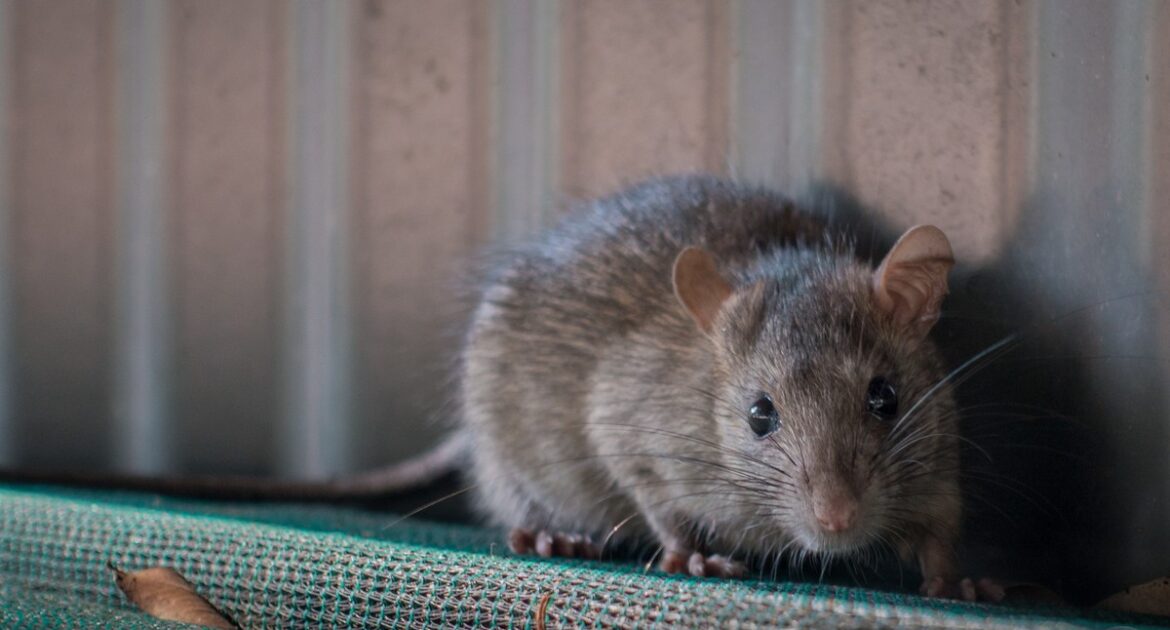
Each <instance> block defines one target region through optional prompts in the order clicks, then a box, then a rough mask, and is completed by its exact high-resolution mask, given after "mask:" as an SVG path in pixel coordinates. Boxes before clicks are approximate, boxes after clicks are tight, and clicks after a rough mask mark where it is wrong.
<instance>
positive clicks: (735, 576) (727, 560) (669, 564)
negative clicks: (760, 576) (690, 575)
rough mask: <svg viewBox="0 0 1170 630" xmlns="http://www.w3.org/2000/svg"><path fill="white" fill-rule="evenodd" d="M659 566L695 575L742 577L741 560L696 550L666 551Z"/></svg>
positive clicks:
※ ※ ※
Each of the lines from the one holding "rough mask: <svg" through the final line of the entries is to be set down exactly, and no others.

rough mask: <svg viewBox="0 0 1170 630" xmlns="http://www.w3.org/2000/svg"><path fill="white" fill-rule="evenodd" d="M659 566L695 575L742 577L741 560L696 550L666 551Z"/></svg>
positive clicks:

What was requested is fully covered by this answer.